_TASK TO CARRY OUT_: Will you give the material below again, every line exactly as it is?

■ ■ ■ ■ ■ ■ ■

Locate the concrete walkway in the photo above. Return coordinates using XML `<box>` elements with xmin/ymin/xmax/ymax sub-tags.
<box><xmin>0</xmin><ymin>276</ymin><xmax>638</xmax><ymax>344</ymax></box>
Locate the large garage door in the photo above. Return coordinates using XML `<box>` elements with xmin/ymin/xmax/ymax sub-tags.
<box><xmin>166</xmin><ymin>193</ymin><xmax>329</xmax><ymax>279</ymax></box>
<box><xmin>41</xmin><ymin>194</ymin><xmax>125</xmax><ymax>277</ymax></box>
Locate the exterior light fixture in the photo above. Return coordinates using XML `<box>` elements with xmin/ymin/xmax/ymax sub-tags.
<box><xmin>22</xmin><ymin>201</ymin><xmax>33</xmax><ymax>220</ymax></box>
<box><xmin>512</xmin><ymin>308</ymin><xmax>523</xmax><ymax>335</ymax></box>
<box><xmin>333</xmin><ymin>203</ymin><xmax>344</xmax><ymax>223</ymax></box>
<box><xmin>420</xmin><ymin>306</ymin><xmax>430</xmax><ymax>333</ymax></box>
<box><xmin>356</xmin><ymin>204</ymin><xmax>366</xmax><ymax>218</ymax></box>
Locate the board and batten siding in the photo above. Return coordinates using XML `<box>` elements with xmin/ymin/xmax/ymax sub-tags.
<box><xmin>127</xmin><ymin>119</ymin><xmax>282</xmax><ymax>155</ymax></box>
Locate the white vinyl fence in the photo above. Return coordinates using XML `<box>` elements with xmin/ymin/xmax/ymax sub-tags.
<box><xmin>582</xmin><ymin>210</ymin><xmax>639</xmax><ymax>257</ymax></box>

■ ■ ■ ■ ■ ■ ■

_TASK ANSWER_:
Locate the concrete walkway in the photo above. Return coordinates using XML `<box>` elements with xmin/ymin/xmax/ymax sub-tags.
<box><xmin>0</xmin><ymin>276</ymin><xmax>638</xmax><ymax>344</ymax></box>
Locate the large garage door in the photo above. Return coordinates using XML `<box>` elements with xmin/ymin/xmax/ymax sub-tags.
<box><xmin>166</xmin><ymin>193</ymin><xmax>329</xmax><ymax>279</ymax></box>
<box><xmin>41</xmin><ymin>194</ymin><xmax>125</xmax><ymax>277</ymax></box>
Locate the exterior light fixture in the photo above. Return coordinates using XML `<box>` elements with xmin/ymin/xmax/ymax sub-tags.
<box><xmin>22</xmin><ymin>201</ymin><xmax>33</xmax><ymax>220</ymax></box>
<box><xmin>512</xmin><ymin>308</ymin><xmax>523</xmax><ymax>335</ymax></box>
<box><xmin>333</xmin><ymin>203</ymin><xmax>344</xmax><ymax>223</ymax></box>
<box><xmin>420</xmin><ymin>306</ymin><xmax>430</xmax><ymax>333</ymax></box>
<box><xmin>356</xmin><ymin>204</ymin><xmax>366</xmax><ymax>218</ymax></box>
Locate the board and batten siding in the photo above. Return coordinates using XML `<box>` elements with xmin/ymin/xmax/ymax sub-tags.
<box><xmin>127</xmin><ymin>119</ymin><xmax>282</xmax><ymax>155</ymax></box>
Locate the white vinyl fence in the photo above. Return coordinates using XML `<box>` elements with xmin/ymin/xmax/ymax sub-tags.
<box><xmin>582</xmin><ymin>210</ymin><xmax>639</xmax><ymax>257</ymax></box>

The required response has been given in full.